_EXERCISE BRIEF_.
Pull out every line of the records that contains the string "chrome", with case counting.

===== DATASET ENTRIES =====

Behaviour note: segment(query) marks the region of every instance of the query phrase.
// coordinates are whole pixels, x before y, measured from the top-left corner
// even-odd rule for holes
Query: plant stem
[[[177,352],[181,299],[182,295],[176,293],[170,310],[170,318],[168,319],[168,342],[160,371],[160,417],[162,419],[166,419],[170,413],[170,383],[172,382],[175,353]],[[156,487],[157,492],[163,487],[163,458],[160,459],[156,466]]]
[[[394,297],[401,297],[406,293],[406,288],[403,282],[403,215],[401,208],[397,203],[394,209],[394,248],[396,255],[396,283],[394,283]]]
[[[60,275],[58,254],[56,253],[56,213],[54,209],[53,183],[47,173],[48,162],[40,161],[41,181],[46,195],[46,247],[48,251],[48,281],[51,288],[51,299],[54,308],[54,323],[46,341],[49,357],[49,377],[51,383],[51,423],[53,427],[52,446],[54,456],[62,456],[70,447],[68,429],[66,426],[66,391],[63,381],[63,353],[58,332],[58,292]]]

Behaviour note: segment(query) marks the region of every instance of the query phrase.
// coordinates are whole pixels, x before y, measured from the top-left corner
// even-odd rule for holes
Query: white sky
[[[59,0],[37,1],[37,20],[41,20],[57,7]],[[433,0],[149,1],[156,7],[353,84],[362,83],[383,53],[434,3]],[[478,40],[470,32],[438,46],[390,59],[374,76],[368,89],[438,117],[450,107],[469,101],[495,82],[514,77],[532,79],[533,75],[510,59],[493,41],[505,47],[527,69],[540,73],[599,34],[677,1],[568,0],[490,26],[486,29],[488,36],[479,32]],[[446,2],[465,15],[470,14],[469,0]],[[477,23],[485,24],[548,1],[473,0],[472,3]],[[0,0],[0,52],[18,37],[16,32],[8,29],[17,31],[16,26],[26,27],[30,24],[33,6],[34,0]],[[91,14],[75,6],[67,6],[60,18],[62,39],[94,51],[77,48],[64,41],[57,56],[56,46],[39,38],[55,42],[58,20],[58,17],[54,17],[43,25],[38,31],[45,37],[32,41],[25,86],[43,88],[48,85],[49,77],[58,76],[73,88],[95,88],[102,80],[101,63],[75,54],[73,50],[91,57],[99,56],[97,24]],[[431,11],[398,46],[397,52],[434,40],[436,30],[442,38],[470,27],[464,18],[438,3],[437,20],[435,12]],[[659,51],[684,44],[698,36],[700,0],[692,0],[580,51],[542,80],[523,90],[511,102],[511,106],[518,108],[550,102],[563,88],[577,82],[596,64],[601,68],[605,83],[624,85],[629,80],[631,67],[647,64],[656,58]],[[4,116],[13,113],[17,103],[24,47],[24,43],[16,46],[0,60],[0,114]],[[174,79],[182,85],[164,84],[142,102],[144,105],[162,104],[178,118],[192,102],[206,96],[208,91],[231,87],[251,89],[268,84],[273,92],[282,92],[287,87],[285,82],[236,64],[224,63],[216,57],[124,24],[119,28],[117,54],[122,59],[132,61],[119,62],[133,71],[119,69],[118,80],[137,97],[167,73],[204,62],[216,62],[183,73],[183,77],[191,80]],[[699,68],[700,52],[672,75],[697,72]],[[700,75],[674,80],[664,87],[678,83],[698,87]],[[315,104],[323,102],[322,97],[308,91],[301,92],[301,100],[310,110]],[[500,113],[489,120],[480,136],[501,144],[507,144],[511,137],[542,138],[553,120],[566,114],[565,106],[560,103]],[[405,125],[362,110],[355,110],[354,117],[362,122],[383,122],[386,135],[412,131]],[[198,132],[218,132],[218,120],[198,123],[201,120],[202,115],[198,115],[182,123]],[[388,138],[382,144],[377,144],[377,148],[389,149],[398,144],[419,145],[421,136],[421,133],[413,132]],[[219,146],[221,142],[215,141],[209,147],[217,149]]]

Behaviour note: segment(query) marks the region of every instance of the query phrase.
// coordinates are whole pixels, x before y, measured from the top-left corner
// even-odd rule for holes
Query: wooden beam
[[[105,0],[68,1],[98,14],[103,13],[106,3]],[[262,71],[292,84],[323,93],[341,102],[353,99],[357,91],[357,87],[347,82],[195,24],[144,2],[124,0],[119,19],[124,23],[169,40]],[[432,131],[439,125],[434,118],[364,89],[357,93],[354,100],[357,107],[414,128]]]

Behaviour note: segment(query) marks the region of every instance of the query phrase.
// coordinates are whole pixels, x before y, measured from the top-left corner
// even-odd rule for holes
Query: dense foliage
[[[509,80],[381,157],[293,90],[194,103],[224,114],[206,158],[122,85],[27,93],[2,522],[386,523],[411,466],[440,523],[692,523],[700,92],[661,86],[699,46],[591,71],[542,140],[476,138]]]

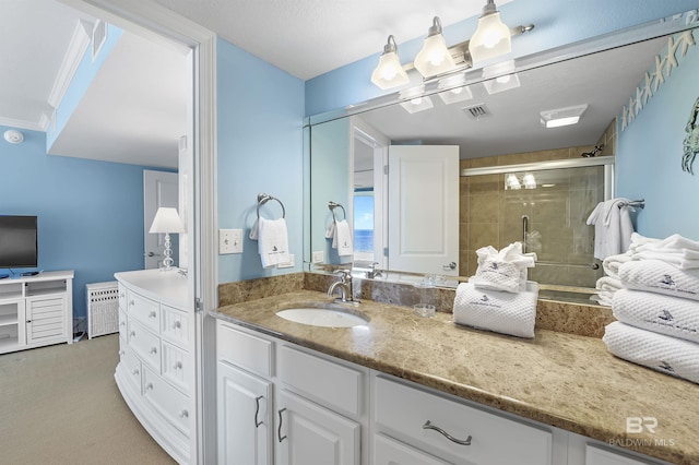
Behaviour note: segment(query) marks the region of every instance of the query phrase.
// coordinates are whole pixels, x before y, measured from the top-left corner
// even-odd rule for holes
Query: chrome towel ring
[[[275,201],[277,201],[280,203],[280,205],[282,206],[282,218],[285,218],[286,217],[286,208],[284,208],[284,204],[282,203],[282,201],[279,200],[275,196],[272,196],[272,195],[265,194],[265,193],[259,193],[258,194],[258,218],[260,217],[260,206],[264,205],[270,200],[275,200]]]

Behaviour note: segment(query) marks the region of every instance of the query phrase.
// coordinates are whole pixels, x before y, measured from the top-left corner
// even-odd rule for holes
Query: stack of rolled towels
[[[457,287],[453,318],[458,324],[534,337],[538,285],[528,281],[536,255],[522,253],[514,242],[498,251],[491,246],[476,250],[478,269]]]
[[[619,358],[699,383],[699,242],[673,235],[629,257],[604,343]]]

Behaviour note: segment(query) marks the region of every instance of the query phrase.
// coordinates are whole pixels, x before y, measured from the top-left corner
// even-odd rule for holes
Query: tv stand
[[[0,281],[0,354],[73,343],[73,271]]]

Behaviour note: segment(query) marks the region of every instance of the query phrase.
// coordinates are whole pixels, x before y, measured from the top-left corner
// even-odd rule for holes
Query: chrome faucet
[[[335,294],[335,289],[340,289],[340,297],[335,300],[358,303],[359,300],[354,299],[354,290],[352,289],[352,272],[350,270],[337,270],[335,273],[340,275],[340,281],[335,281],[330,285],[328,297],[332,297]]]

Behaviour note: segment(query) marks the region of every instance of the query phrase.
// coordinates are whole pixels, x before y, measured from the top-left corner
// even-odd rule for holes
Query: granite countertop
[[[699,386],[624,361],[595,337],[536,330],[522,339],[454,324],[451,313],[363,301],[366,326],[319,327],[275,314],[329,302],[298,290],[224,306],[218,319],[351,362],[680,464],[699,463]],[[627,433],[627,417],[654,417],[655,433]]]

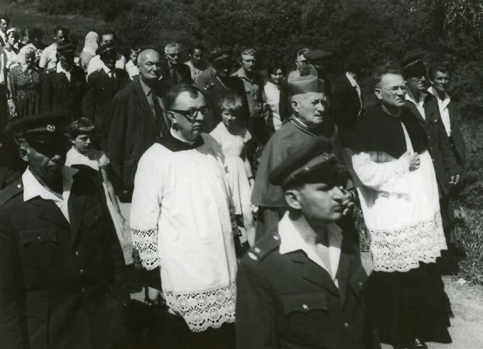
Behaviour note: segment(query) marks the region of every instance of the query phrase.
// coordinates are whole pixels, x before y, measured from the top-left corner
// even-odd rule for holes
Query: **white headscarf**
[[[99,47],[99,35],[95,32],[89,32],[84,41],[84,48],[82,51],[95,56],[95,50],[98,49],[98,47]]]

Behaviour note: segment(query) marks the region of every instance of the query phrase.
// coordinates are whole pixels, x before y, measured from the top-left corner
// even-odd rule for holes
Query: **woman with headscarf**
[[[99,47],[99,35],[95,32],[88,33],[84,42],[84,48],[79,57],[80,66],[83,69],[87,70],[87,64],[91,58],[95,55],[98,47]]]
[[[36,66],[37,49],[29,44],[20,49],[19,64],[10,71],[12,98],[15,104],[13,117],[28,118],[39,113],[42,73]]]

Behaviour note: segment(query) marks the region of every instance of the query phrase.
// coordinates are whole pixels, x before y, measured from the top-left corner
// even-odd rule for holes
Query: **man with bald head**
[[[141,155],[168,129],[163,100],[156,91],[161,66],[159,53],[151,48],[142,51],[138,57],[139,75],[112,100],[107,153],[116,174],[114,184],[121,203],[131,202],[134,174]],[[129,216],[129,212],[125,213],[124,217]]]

=====

_ANSWER TO THE TASK_.
Query: chrome towel ring
Query: chrome faucet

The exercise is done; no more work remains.